* start Information shown *
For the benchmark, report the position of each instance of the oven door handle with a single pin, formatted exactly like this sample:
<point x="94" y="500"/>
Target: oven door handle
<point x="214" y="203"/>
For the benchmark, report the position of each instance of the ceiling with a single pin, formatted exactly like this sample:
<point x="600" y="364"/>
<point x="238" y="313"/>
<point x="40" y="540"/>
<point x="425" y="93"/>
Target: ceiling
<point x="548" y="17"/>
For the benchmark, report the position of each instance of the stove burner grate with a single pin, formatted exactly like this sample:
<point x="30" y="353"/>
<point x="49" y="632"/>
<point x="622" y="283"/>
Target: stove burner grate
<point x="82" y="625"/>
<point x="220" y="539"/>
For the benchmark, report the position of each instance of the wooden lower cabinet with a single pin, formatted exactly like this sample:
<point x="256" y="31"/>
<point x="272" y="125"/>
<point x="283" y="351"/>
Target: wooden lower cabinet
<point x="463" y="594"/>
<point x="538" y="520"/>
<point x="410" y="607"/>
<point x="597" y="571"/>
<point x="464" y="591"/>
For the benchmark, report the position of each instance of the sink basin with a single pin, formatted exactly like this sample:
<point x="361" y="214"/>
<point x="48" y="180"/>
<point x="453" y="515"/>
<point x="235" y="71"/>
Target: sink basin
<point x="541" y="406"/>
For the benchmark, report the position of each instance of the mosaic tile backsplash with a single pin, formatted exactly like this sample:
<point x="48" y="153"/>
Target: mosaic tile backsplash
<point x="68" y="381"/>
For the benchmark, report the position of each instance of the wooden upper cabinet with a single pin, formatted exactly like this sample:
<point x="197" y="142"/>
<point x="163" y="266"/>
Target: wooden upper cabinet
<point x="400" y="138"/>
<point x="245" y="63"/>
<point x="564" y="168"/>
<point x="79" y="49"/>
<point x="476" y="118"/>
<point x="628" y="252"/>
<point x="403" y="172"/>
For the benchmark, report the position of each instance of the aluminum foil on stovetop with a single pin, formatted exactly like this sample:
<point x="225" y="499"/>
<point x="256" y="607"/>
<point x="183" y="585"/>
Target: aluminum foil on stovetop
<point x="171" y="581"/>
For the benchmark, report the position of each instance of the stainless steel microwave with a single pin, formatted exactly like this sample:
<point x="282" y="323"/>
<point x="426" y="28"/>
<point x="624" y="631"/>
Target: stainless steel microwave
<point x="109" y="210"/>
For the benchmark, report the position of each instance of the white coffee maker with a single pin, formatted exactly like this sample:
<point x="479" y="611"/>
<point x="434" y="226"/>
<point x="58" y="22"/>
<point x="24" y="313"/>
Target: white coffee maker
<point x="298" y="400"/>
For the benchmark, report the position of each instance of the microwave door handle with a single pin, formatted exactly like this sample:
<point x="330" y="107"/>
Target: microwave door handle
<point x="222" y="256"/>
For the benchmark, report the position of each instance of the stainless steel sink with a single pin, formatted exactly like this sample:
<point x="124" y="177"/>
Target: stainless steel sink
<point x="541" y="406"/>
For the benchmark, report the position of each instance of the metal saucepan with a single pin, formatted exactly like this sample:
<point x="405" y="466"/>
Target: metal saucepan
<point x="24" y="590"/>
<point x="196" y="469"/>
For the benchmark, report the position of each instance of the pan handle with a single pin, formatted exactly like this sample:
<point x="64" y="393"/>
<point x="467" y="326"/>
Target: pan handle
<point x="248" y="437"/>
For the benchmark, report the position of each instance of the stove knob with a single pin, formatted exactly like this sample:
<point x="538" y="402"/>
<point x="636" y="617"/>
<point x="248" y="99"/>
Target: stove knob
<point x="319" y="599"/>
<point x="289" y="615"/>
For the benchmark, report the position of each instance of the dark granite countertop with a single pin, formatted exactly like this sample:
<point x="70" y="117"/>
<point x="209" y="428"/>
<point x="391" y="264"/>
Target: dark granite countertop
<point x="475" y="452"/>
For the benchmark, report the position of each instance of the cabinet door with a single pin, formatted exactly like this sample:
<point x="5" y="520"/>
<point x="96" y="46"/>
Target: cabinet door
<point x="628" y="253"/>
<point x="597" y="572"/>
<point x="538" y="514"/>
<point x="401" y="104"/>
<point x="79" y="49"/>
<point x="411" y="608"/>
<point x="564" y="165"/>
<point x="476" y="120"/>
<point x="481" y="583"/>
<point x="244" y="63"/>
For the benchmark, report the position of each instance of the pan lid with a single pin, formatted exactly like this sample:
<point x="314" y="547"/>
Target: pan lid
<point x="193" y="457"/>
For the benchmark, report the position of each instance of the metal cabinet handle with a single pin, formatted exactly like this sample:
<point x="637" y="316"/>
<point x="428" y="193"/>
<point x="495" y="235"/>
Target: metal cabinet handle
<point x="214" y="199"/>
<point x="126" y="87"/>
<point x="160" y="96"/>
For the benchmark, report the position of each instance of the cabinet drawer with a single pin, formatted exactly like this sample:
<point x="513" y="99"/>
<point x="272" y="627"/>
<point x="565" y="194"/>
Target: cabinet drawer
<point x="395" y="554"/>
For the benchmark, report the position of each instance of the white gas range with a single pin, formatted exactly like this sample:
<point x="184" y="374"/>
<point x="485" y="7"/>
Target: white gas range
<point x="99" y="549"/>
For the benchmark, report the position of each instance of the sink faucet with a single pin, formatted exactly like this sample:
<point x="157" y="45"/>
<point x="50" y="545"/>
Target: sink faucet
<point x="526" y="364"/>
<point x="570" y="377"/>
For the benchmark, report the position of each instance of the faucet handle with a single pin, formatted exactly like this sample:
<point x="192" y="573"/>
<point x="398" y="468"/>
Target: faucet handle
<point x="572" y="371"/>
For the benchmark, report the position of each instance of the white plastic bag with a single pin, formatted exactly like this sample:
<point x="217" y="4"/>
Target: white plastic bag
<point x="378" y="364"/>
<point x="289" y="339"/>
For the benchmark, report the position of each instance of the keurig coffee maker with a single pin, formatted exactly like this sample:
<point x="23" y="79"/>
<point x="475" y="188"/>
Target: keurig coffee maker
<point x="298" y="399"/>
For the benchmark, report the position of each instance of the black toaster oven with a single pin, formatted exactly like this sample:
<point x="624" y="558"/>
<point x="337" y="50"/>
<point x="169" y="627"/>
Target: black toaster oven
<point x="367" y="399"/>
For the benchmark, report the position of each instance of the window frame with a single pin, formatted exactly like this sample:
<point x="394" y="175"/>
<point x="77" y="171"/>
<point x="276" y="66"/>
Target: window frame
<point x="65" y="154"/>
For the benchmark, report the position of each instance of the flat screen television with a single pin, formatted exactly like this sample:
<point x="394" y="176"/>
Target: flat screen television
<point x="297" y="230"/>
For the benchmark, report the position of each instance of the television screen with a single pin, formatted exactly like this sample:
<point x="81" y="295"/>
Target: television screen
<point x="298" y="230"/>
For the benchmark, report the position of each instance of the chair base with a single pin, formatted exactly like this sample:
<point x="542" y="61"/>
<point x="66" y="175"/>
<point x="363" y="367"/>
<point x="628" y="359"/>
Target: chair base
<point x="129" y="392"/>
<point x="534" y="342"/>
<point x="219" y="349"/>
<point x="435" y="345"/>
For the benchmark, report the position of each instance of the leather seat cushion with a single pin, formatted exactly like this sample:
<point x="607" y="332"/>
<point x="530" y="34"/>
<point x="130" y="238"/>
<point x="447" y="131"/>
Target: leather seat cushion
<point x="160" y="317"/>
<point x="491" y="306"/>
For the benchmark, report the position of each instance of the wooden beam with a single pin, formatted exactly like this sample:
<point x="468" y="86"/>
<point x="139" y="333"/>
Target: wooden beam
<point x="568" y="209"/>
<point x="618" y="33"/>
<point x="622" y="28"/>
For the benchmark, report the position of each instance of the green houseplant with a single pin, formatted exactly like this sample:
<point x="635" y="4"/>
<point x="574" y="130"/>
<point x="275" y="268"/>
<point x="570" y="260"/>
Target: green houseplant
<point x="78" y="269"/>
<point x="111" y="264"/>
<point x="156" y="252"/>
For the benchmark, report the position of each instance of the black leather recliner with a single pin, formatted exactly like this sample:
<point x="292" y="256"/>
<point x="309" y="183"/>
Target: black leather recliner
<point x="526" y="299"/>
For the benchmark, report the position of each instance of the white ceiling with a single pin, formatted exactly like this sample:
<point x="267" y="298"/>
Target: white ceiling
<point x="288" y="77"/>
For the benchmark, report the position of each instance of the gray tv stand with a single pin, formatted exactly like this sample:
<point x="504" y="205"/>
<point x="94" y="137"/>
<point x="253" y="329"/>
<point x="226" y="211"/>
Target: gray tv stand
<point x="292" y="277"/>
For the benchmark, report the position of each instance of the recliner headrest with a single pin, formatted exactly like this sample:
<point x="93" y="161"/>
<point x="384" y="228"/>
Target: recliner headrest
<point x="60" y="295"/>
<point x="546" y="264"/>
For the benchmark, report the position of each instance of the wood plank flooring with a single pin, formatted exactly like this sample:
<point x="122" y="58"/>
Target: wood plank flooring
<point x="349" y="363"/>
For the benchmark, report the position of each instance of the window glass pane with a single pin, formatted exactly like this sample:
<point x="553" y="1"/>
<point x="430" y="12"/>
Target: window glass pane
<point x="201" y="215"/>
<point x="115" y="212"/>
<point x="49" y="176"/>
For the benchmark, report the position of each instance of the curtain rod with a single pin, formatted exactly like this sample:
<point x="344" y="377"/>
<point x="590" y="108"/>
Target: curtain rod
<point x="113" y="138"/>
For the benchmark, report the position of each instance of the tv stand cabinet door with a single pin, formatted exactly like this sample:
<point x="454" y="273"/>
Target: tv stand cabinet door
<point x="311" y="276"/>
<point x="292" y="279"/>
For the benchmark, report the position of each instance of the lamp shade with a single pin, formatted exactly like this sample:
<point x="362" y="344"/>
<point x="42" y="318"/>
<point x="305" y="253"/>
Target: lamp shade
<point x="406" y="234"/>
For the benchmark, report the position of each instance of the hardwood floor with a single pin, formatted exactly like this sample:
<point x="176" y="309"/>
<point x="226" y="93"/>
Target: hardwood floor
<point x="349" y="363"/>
* end Information shown *
Task instructions ->
Quote, word for word, every line starting at the one that contains "of the gray" and ending with the final line of the entries.

Full output ->
For the benchmark, report the position of each instance of the gray tv stand with a single pin, formatted exactly like this sample:
<point x="504" y="205"/>
<point x="94" y="137"/>
<point x="253" y="329"/>
<point x="226" y="211"/>
Target: gray tv stand
<point x="292" y="277"/>
For the benchmark, report the position of each instance of the recliner headrest with a single pin, formatted exactly like this sample:
<point x="93" y="161"/>
<point x="384" y="228"/>
Target: recliner headrest
<point x="60" y="295"/>
<point x="546" y="264"/>
For the benchmark, report the position of each instance of the wood plank flooring with a single pin, formatted exactly like this sample:
<point x="122" y="58"/>
Target: wood plank flooring
<point x="349" y="363"/>
For the benchmark, report the position of each instance of the window glass pane with a single pin, formatted exactly like this sample:
<point x="553" y="1"/>
<point x="430" y="12"/>
Target: window glass pane
<point x="201" y="215"/>
<point x="115" y="212"/>
<point x="49" y="176"/>
For the benchmark, report the position of each instance of the curtain rod with a single pin, formatted exactly like this sample:
<point x="344" y="377"/>
<point x="590" y="108"/>
Target: curtain rod
<point x="113" y="138"/>
For the benchmark, report the position of each instance of the tv stand cabinet door with a single pin, formatted exactly like this sample:
<point x="454" y="273"/>
Target: tv stand cabinet door
<point x="311" y="276"/>
<point x="292" y="279"/>
For the benchmark, report the position of each instance of the lamp shade with a single pin, formatted exactly like this sample:
<point x="362" y="344"/>
<point x="42" y="318"/>
<point x="305" y="253"/>
Target: lamp shade
<point x="406" y="234"/>
For the benchmark, report the position of each instance of the hardwood floor with a single pin, formatted exactly like this sample:
<point x="176" y="309"/>
<point x="226" y="93"/>
Target: hardwood floor
<point x="349" y="363"/>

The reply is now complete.